## Available data
= = = =

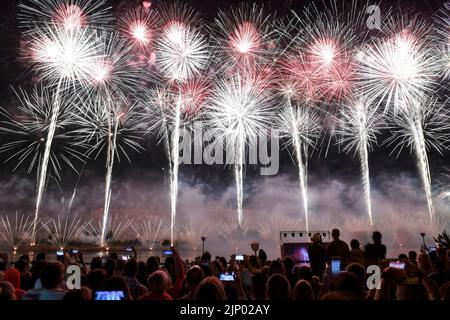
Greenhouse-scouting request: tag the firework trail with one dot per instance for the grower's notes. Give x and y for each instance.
(114, 78)
(299, 124)
(63, 230)
(442, 22)
(16, 230)
(358, 126)
(116, 228)
(45, 138)
(139, 25)
(399, 69)
(420, 128)
(181, 54)
(233, 237)
(150, 230)
(192, 232)
(271, 230)
(114, 126)
(239, 113)
(66, 14)
(322, 49)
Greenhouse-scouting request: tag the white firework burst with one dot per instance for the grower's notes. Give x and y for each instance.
(28, 130)
(400, 68)
(66, 14)
(181, 51)
(150, 231)
(62, 230)
(115, 230)
(244, 37)
(16, 230)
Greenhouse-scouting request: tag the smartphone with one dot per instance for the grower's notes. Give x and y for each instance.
(335, 266)
(109, 295)
(397, 264)
(227, 276)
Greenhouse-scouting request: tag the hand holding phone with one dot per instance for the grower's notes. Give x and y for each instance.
(227, 276)
(335, 266)
(397, 264)
(109, 295)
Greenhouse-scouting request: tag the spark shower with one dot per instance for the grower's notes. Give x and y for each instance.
(318, 77)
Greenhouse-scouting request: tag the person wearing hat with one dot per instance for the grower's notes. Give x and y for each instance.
(316, 253)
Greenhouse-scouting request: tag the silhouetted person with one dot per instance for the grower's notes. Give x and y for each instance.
(338, 248)
(412, 256)
(316, 253)
(375, 252)
(193, 278)
(289, 267)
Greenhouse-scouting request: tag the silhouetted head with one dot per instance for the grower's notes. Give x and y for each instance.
(278, 287)
(96, 263)
(288, 264)
(96, 278)
(206, 256)
(152, 264)
(262, 256)
(130, 269)
(303, 291)
(194, 276)
(335, 233)
(259, 285)
(158, 281)
(40, 256)
(276, 267)
(354, 244)
(52, 275)
(376, 237)
(412, 255)
(305, 273)
(358, 270)
(402, 256)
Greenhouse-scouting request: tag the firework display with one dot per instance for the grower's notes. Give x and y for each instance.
(105, 82)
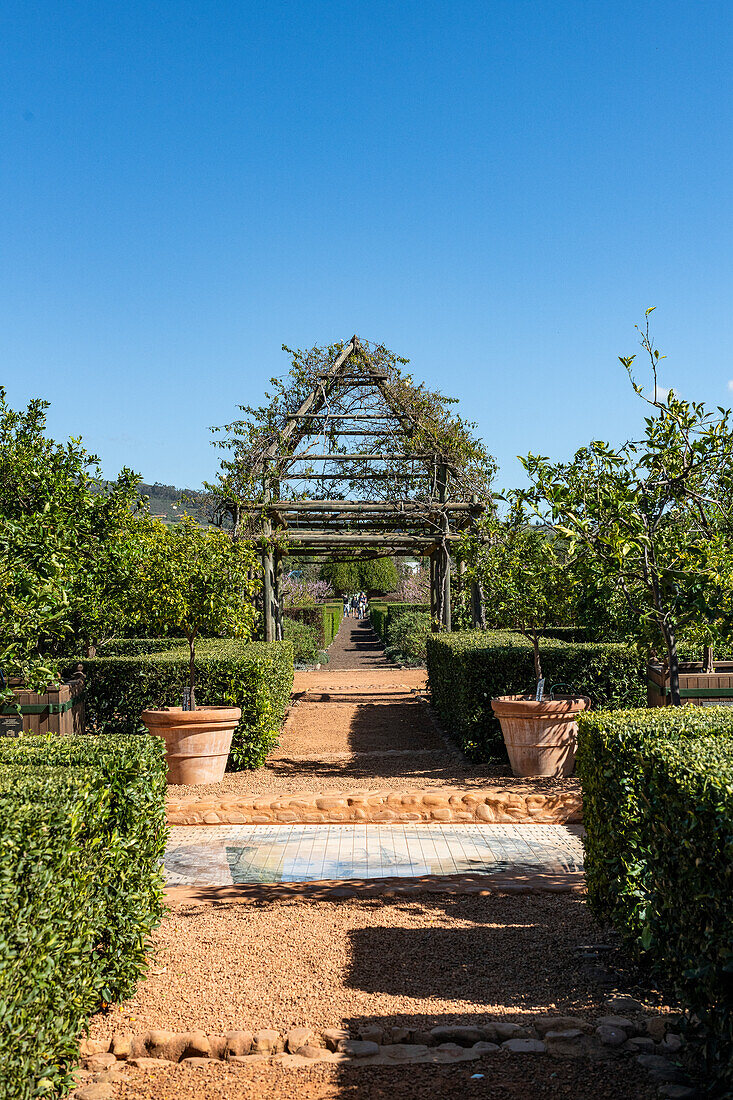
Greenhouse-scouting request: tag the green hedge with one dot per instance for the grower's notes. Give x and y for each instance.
(325, 618)
(468, 669)
(658, 813)
(305, 640)
(385, 618)
(83, 833)
(258, 677)
(408, 633)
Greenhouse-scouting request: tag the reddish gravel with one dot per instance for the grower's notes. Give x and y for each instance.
(357, 646)
(367, 730)
(405, 961)
(516, 1077)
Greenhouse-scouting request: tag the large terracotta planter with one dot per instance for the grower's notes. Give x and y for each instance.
(540, 737)
(197, 743)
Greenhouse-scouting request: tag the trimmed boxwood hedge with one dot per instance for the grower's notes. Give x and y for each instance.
(385, 617)
(305, 640)
(325, 618)
(258, 677)
(468, 669)
(81, 833)
(658, 813)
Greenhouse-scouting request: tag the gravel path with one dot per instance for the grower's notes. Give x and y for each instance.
(406, 961)
(352, 729)
(357, 646)
(518, 1077)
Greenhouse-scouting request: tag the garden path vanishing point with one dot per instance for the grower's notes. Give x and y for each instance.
(332, 911)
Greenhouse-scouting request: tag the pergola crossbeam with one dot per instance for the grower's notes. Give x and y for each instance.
(353, 529)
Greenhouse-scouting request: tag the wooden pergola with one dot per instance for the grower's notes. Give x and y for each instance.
(341, 480)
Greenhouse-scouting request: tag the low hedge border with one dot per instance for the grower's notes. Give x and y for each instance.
(658, 813)
(385, 616)
(326, 618)
(83, 834)
(468, 669)
(256, 677)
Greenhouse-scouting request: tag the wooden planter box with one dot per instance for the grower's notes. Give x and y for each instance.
(58, 711)
(696, 686)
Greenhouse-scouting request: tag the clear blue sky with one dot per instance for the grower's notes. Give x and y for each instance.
(494, 189)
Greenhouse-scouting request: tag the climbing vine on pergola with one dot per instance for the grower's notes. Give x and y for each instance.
(349, 458)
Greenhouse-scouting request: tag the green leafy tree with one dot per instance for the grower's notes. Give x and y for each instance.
(192, 581)
(523, 571)
(59, 528)
(655, 515)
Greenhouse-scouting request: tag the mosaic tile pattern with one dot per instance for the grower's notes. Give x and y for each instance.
(228, 855)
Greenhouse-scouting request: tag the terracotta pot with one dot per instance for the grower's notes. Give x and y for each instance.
(197, 743)
(540, 737)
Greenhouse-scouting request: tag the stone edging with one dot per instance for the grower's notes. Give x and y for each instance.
(435, 804)
(334, 889)
(651, 1040)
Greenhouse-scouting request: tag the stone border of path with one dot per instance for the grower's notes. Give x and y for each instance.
(649, 1038)
(325, 889)
(332, 807)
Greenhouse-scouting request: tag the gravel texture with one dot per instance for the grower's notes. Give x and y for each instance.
(357, 646)
(364, 729)
(505, 1077)
(405, 961)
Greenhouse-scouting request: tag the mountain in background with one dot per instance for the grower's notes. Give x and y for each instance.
(168, 503)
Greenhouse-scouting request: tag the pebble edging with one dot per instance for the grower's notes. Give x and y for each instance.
(649, 1040)
(436, 804)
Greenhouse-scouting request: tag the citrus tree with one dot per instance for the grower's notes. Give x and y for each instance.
(523, 572)
(63, 545)
(655, 515)
(192, 581)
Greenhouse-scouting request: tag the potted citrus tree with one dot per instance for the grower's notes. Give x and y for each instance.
(531, 589)
(193, 582)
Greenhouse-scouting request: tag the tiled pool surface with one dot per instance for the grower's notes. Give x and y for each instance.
(226, 855)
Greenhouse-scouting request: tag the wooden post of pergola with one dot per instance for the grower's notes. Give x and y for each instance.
(353, 400)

= = = =

## What the task requires
Restate each entry verbatim and skip every image.

## Task result
Greenhouse-scouting request: tag the firework trail with one dot per instance for the grower's notes. Give x and y for each instance.
(114, 78)
(299, 124)
(63, 230)
(442, 22)
(16, 230)
(358, 126)
(116, 228)
(45, 138)
(139, 25)
(399, 69)
(420, 128)
(181, 54)
(233, 237)
(150, 230)
(192, 232)
(271, 230)
(114, 126)
(239, 113)
(66, 14)
(322, 49)
Greenhouse-scouting request: tag the white firework burst with one dot per instance for the grower's notes. Give x and y for each instance.
(28, 130)
(400, 68)
(66, 14)
(181, 51)
(150, 231)
(62, 230)
(115, 230)
(244, 37)
(16, 230)
Greenhouse-scouting request: tag the smartphone with one dot per instance for the grower's notes. Give x and y for each instance.
(335, 266)
(109, 295)
(397, 264)
(227, 276)
Greenhouse-scouting request: tag the hand holding phone with one dot per instance for the grower's notes. Give x and y for each instance.
(227, 276)
(335, 266)
(397, 264)
(109, 295)
Greenhouse-scouting request: tag the spark shower with one dot per instance for the grower's notes. Give x and y for each instance.
(318, 77)
Greenhouse-scouting request: tag the person wearing hat with one dot per instance for the grower's notes. Give x and y for each instance.
(316, 253)
Greenhouse-scouting request: tag the silhouetted person with one dot per instance for the grower's notes. Give x and y for each instance.
(338, 248)
(412, 256)
(316, 253)
(375, 252)
(193, 278)
(289, 267)
Greenhouse-scouting request: tag the silhouetted head with one dot per instance for the grower's notes. Give x and y for each instance.
(278, 287)
(96, 263)
(288, 264)
(96, 278)
(206, 256)
(152, 264)
(262, 256)
(130, 269)
(303, 291)
(194, 276)
(335, 233)
(259, 285)
(158, 281)
(40, 256)
(276, 267)
(354, 244)
(52, 275)
(376, 237)
(412, 255)
(305, 273)
(358, 270)
(402, 256)
Greenhouse-scouting request: tag the firework display with one dot per instance for the grower's notes. Give x and y for each instance.
(105, 82)
Greenhouse-scouting request: tag the green hedge with one dot per instance for the grower's notes. Give x and y for each instance.
(325, 618)
(468, 669)
(658, 813)
(305, 640)
(385, 618)
(83, 833)
(258, 677)
(408, 633)
Greenhouse-scouting request: tag the reddish gravel with one dot per instance for the grower's notes. Give x and y for each instance.
(357, 646)
(367, 730)
(405, 961)
(516, 1077)
Greenhouse-scouting request: tag the large terracotta planter with one dot per instance for the grower's notes. Give x and y for each instance.
(540, 737)
(197, 743)
Greenhouse-scouting request: tag the trimmed boxwood hedge with one dot per instance for the grower's notes. Give x and y for each instance.
(385, 617)
(305, 640)
(325, 618)
(258, 677)
(468, 669)
(81, 833)
(658, 813)
Greenhouse-scouting request: tag the gravel path with one dot per instance for the grower's notes. Give x and y for each instance.
(406, 961)
(352, 729)
(357, 646)
(518, 1077)
Greenhouse-scouting request: tag the garden path vanishing point with one dot per instance for the grower's notes. Give x and y for each instance.
(332, 911)
Greenhouse-scouting request: tag the pergola crossbeam with one dot per instance for the grower's notes. Give x and y for each instance.
(353, 529)
Greenhouse-scouting request: tag the wooden pergola with one dot per instance for the grower's notes. Give x and y for each instance.
(341, 480)
Greenhouse-scouting request: tag the low hedge border with one dot per instance for the grower's notes. Give x and y for each instance.
(658, 813)
(385, 616)
(326, 618)
(83, 834)
(468, 669)
(256, 677)
Greenhouse-scouting request: tag the wooden planter box with one dot per instance for the grower's notes. Give x and y for each instance.
(58, 711)
(696, 686)
Greenhouse-scouting request: tag the clear blue sky with one dot per instance for the grower's notes. Give x and y for each instance.
(494, 189)
Greenhouse-scouting request: tag the climbing vine on pergola with one dot per instance for the grower's notes. Give x and y for each instance.
(349, 458)
Greenhouse-scouting request: tag the green leafy tree with one dot per instance for the grower's notes. Give x and y for each instance.
(192, 581)
(523, 571)
(59, 528)
(655, 515)
Greenhouse-scouting request: tag the mosaic tile pattern with one dot per instance for the grower's notes. Give x and y for each instance.
(228, 855)
Greenhouse-scouting request: tag the terracotta pot with one dot per instance for the grower's notes. Give x and y for each instance.
(197, 743)
(540, 737)
Greenhouse-scouting request: tag the stone edging with one dot per instance for the grower's notes. Give x and y for each instance.
(435, 804)
(334, 889)
(651, 1040)
Greenhouse-scouting request: tag the stone border of path with one dot per instance for the grower's notes. Give x and y for each instance.
(649, 1038)
(325, 889)
(332, 807)
Greenhouse-scouting request: tag the gravel texture with one dot per instance for the grower's notes. Give x and y for each instance.
(357, 646)
(364, 729)
(505, 1077)
(405, 961)
Greenhouse-scouting request: tag the mountain in background with one dot per instance for the grower's notes. Give x and y for each instance.
(168, 503)
Greenhouse-scouting request: tag the pebble edging with one dot per instance for the grower's notes. Give x and y for each instance.
(649, 1040)
(436, 804)
Greenhouse-scouting request: tag the citrus tree with one dot per instance for the grower's notes. Give x and y for each instance.
(523, 572)
(63, 545)
(655, 515)
(192, 581)
Greenhouse-scouting request: tag the potted citrus tree with one dot per instance for the grower's notes. Give x and y for each instance.
(531, 589)
(193, 582)
Greenhouse-scouting request: tag the tiled pool surface with one dot per instance for the grower's notes. Give x and y for each instance.
(226, 855)
Greenhouse-scouting request: tag the wooden post of pergola with one dot per instance for the grower's notes. Give x and y for each instance.
(353, 400)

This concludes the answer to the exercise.